**SCHRIFTELIJKE OPDRACHT**
Waarom is de aansluiting van de A16 op de A20 volgens het leesfragment bij uitstek een opgave waarbij integraal samenwerken een rol speelt? Verklaar dit met de reden die het leesfragment geeft.

**LEESFRAGMENT**
Casus Het ministerie van IenW heeft de Leerstoel Gebiedsontwikkeling en de Vereniging Deltametropool gevraagd de mogelijkheden te verkennen voor een toekomstbestendige (her)ontwikkeling van de Ring Rotterdam en omgeving. Welke ontwerp- en sturingsaanpak hoort daarbij? “Niet de wil, maar de systematiek staat duurzame verstedelijking in de weg.”
Dit artikel verscheen in onze gebiedsontwikkeling.krant, zomereditie 2021. Lees hier de andere artikelen en bekijk de hele krant!
Integraal samenwerken is de toekomst, zeker nu we zien hoezeer verschillende opgaven op elkaar inwerken en we ons steeds meer realiseren dat middelen schaars zijn. De aansluiting van de A16 op de A20 van de Ring Rotterdam (de grootste en drukste ringweg van Nederland) is een opgave waar dit door de combinatie van stedelijkheid én groen landschap bij uitstek speelt. Naast verdichting door woningbouw en revitalisering van bedrijvenzones moet hier worden geanticipeerd op een veranderende mobiliteitsvraag, de energietransitie en de gevolgen van klimaatverandering. Het zijn allemaal thema’s die om samenwerking vragen, dwars door schalen en sectoren heen. Hoe lukt het hierbij om de gewenste integrale aanpak voor elkaar te krijgen?
Publiek-publieke fragmentatie
De ontwerp- en sturingsaanpak voor opgaven als de Ring Rotterdam, waarin rijksinfrastructuur een dominante rol speelt, blijkt in de praktijk gefragmenteerd. In verschillende overlegorganen proberen overheden sectorale opgaven dichter bij elkaar te brengen, zoals de Mobiliteitstafel Zuidelijke Randstad (MtZR) en Mobiliteit en Verstedelijking (MoVe). De partijen in deze regionale verbanden zijn deels dezelfde (ministerie, provincie, regio en gemeenten). Daarnaast heeft de gemeente Rotterdam andere trajecten opgezet waarbinnen publiek-publiek overleg en (ontwerpend) onderzoek met lokale experts plaatsvindt.

**BRONGEGEVENS**

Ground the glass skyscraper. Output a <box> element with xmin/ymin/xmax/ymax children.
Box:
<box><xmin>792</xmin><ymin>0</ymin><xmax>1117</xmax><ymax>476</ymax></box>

**UITWERKING OPDRACHT**
Op deze plek komen stedelijkheid en groen landschap samen. Daardoor grijpen de verschillende opgaven er sterk in elkaar, en dat vraagt om samenwerking over schalen en sectoren heen.